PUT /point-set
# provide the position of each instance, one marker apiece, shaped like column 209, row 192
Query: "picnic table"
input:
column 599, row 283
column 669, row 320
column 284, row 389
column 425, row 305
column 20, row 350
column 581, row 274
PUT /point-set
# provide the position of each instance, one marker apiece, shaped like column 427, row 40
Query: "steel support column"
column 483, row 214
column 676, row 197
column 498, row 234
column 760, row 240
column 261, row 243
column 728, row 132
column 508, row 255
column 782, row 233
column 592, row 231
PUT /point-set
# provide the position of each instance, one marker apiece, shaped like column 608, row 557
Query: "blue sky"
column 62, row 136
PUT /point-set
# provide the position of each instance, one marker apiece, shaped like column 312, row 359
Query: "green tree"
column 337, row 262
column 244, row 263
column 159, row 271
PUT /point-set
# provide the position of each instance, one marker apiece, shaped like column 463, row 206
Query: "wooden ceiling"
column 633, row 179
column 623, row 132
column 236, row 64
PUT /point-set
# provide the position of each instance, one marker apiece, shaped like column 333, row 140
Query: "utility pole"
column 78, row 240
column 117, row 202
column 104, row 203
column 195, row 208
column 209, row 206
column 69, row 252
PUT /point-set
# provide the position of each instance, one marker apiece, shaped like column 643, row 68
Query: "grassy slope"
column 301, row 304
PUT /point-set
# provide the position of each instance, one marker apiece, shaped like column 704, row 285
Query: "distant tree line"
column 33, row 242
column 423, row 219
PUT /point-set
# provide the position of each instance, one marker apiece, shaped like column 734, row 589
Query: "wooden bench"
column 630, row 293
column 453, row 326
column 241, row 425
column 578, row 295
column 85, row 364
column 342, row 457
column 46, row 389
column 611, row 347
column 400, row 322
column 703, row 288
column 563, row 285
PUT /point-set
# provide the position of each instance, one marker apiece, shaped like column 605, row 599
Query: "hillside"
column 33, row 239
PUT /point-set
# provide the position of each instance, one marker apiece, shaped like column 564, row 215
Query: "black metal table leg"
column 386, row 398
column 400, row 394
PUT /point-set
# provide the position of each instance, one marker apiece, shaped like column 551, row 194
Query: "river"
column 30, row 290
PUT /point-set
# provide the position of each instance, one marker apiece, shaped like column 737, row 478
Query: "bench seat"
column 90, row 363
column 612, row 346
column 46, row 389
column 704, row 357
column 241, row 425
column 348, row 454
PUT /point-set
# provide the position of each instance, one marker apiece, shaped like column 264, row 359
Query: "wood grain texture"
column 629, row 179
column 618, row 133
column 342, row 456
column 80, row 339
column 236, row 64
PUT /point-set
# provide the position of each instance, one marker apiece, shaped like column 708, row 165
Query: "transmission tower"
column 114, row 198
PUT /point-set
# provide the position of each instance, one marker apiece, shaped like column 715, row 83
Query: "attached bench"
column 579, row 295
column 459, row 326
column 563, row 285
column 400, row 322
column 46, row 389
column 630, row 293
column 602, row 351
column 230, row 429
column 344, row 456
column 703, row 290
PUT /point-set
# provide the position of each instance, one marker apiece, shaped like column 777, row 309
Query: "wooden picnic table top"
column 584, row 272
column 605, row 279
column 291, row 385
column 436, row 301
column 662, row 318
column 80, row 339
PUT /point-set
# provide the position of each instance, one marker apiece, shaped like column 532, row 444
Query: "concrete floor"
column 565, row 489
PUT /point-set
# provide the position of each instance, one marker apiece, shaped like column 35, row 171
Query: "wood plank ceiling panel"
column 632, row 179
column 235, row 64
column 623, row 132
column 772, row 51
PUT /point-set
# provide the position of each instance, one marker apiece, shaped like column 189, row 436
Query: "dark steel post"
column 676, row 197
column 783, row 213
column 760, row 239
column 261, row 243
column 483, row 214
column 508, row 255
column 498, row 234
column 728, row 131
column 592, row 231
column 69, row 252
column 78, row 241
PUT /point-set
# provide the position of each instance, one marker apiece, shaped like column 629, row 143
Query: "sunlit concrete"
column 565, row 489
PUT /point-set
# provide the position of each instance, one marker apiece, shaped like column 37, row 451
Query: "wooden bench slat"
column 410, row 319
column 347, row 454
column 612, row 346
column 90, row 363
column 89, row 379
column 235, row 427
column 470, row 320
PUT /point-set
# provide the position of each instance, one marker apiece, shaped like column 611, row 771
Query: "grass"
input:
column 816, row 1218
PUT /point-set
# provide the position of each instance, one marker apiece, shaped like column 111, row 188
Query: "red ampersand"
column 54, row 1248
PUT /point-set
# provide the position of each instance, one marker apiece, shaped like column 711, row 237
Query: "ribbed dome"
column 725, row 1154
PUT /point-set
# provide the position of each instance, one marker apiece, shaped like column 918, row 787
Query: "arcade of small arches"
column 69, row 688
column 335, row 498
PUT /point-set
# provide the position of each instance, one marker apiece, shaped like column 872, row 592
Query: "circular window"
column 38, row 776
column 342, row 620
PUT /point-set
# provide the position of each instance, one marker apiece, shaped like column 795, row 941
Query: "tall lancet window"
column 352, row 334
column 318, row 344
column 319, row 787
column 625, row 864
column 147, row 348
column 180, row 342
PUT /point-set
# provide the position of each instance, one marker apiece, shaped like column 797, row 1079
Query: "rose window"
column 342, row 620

*Job*.
Rewrite the records from their start up to and including the line with "column 581, row 274", replacing "picnic table" with "outdoor table" and leaving everything else unchanged.

*Output*.
PUT /point-set
# provide the position of each instance, one marker apiece, shaped like column 209, row 192
Query: "outdoor table"
input:
column 599, row 283
column 669, row 320
column 284, row 389
column 425, row 305
column 20, row 350
column 581, row 274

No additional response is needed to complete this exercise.